### Provided material

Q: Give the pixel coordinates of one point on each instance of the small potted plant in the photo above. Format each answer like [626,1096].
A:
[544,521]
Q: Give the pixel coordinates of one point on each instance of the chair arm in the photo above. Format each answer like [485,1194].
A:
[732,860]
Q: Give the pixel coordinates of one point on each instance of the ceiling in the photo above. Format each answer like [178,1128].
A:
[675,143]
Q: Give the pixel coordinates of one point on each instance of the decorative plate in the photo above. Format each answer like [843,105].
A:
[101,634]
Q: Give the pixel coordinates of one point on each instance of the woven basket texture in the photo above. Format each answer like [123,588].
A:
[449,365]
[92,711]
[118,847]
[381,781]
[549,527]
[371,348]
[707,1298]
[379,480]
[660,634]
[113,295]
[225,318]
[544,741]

--

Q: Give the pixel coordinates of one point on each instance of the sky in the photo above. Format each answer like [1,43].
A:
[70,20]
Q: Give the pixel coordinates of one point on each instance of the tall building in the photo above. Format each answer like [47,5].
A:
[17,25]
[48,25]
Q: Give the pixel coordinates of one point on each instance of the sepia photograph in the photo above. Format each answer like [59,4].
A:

### Problem to solve
Show every line above in which the word "photo" appears.

### Answer to this task
Q: Give the pixel coordinates of one point on each instance of the small potted plant in the photo above. Format each answer like [626,1096].
Q: Give the pixel coordinates of one point on each instance of the chair arm in the photo above. Format each answer like [485,1194].
Q: Give the pixel coordinates of one point on each instance of the ceiling in the photo above. Format each answer like [178,1128].
Q: Give the pixel coordinates of one point on each instance of the decorative plate in the photo above. Format each answer like [843,105].
Q: Give the pixel coordinates of one point on each instance of the woven basket texture in the photo above. Format each answer like [123,588].
Q: Give the pixel coordinates of one point on each instance of the sky in the photo above. Format each answer like [1,43].
Q: Give the pixel coordinates of one point on each instance of the tall building in the photo above. Format each answer like [47,5].
Q: Give the pixel coordinates of one point on each instance of the sepia photograph in the photo above. Format each answer like [59,4].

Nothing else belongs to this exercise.